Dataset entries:
BEGIN
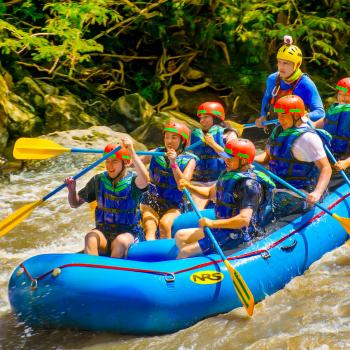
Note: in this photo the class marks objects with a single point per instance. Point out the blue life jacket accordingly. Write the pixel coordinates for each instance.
(115, 204)
(210, 165)
(227, 204)
(163, 179)
(300, 174)
(337, 123)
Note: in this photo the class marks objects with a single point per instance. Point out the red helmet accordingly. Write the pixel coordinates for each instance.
(215, 109)
(290, 104)
(180, 129)
(122, 154)
(344, 85)
(241, 148)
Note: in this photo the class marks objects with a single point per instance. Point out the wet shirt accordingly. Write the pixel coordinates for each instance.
(306, 89)
(250, 194)
(89, 192)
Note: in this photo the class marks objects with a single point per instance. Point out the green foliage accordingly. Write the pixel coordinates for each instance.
(131, 46)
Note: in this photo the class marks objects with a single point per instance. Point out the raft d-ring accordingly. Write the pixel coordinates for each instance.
(290, 247)
(170, 277)
(34, 284)
(56, 272)
(265, 254)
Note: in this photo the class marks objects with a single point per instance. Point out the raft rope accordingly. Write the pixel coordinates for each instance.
(170, 276)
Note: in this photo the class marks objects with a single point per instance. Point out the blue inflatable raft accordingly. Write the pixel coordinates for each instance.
(153, 293)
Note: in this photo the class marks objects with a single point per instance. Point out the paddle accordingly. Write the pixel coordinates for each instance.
(345, 222)
(34, 148)
(244, 294)
(20, 214)
(330, 155)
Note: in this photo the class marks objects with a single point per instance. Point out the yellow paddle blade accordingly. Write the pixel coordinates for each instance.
(344, 221)
(238, 127)
(244, 294)
(17, 217)
(31, 148)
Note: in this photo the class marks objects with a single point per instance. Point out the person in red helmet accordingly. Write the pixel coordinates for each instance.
(118, 194)
(295, 153)
(241, 196)
(163, 202)
(214, 134)
(337, 123)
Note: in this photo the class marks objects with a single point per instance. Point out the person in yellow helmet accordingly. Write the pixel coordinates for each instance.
(290, 80)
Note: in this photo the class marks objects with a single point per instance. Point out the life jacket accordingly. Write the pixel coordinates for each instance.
(298, 173)
(277, 93)
(337, 123)
(210, 165)
(162, 176)
(227, 204)
(115, 204)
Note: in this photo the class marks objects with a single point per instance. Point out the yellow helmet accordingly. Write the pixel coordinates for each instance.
(290, 53)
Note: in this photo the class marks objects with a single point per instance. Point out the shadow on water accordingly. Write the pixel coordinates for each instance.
(16, 335)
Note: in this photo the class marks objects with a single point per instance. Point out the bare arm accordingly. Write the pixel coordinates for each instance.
(206, 192)
(342, 164)
(73, 197)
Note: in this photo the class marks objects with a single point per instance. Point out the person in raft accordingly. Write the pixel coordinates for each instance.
(118, 193)
(295, 153)
(337, 123)
(241, 195)
(290, 80)
(163, 202)
(214, 134)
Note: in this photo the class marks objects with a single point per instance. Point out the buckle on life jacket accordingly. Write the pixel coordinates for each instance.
(265, 254)
(169, 277)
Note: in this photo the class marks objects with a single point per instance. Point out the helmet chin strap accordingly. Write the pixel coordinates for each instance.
(120, 174)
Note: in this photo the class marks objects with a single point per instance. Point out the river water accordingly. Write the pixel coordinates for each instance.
(311, 312)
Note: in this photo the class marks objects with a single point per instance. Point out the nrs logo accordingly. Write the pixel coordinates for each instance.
(207, 277)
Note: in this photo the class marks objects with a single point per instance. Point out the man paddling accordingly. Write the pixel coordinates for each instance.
(290, 80)
(295, 153)
(241, 196)
(118, 195)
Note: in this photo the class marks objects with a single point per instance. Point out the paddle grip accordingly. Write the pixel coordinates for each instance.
(286, 184)
(198, 143)
(150, 153)
(330, 155)
(81, 173)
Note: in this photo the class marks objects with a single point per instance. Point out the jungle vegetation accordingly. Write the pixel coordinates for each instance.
(113, 48)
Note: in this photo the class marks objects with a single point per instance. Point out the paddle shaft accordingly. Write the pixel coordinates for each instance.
END
• _What the task asks_: In repeating the lines above, keep the wording exact and leave every picture out.

• _Answer section_:
Note: in this photo the class marks objects with a single point per instance. Point out the blue life jacket accordingly. Write the pixel coordinates for each instance.
(115, 204)
(210, 165)
(227, 204)
(163, 179)
(300, 174)
(337, 123)
Note: in this photo the class marks objects with a single point per instance. Point out the red helmet accordingly. Write the pixel coordinates for each instance.
(215, 109)
(290, 104)
(180, 129)
(122, 154)
(344, 85)
(241, 148)
Note: in this photo the class marks objects with a single point per instance. Point out the wet shirt accordingly. Write the pixel coordinates for each instance.
(306, 89)
(250, 194)
(89, 192)
Note: in this photo the class marks objects with a single point per instance. Point out the green foliage accordingly. Write the pixel coordinates for each instance.
(131, 46)
Note: in this photo the class marks objects with a single point per instance. Point out the raft d-ring accordingly. Write the pixel coordinates for each instance.
(290, 247)
(170, 277)
(34, 284)
(56, 272)
(265, 254)
Note: in this photo the class marks objects with a single point per instance. Point out the raft rope accordingly. Write the pixel coordinates for each instance.
(170, 276)
Note: in this photo the class marks objects with a single point per instance. Point out the blue inflatable raft accordingly. Write the pixel coordinates for each instance.
(153, 293)
Note: in this photo the class marks objects with a single point per instance. Point out the paddle accordingly. Write the pixel coordinates for each instance.
(345, 222)
(34, 148)
(244, 294)
(20, 214)
(330, 155)
Note: in this photo the class marks objects with a single point per instance. Point out the yellow paddle blade accordingly. Write the pixel coordinates for each instance.
(344, 221)
(238, 127)
(244, 294)
(17, 217)
(31, 148)
Note: in this photo the class marks objects with a single point per instance. Point out the person in red helmet accordingly. Write the pixel coordinates for each instance.
(118, 194)
(295, 153)
(241, 196)
(163, 202)
(214, 134)
(337, 123)
Note: in this photo the class marks objects with a single point per instance. Point out the person in yellow helmet accordingly. Write the pixel coordinates for each instance.
(290, 80)
Note: in this photo the class marks objects with a single point per instance. Point out the life jacket accordingly. Write the pixel coordinates for each instance.
(298, 173)
(277, 93)
(337, 123)
(210, 165)
(162, 176)
(227, 204)
(115, 204)
Note: in this photo the class marks objects with a single point per instance. Point out the yellow helmet accordingly. Write the pixel coordinates for each instance.
(290, 53)
Note: in this photo the class marks objects with a single point per instance. Point out the shadow on water accordingly. Write the pixel coordinates for each instance.
(16, 335)
Note: in this photo the class marks objects with a single point per instance. Point out the bare arm accordingly. Write the pixel coordinates for each instance.
(206, 192)
(342, 164)
(73, 197)
Note: in this photo the class marks objects with a single point per instance. Point out the person in raft accordingly. Write the pixel coordinates for each instance.
(118, 193)
(295, 153)
(337, 123)
(241, 195)
(290, 80)
(163, 202)
(214, 134)
Note: in this photo the class marks objects with a single point per instance. Point out the buckle on life jacket accordingly. Write the pixel coordinates for each instance.
(265, 254)
(169, 277)
Note: in this photo the class marks objects with a single point per instance. Point out the helmet chin strap accordingly. Write the pixel coordinates for each instance.
(120, 174)
Note: in this photo the class marks objects with a single point per instance. Point out the river water accordingly. Write the pixel coordinates for each instance.
(311, 312)
Note: in this photo the class marks objects with a single point per instance. Point out the nrs logo accordingly. Write the pixel coordinates for each instance.
(207, 277)
Note: in this photo the class marks objects with a single point per instance. Point out the man paddling accordingly. Write the pixel coordinates for each instance.
(290, 80)
(295, 153)
(241, 196)
(118, 195)
Note: in this photo the class marks objects with a single point per instance. Point out the paddle grip accordingly. Write the pixel coordinates for each instance.
(286, 184)
(198, 143)
(150, 153)
(330, 155)
(81, 173)
Note: in this photo the class marks objects with a single point per instance. Point out the jungle vegetation accordingly. Write the pixel coordinates for each instance.
(113, 48)
Note: in this photo the class marks objects with a single point per instance. Point out the paddle shaft accordingly. Write the pixel coordinates for each instance.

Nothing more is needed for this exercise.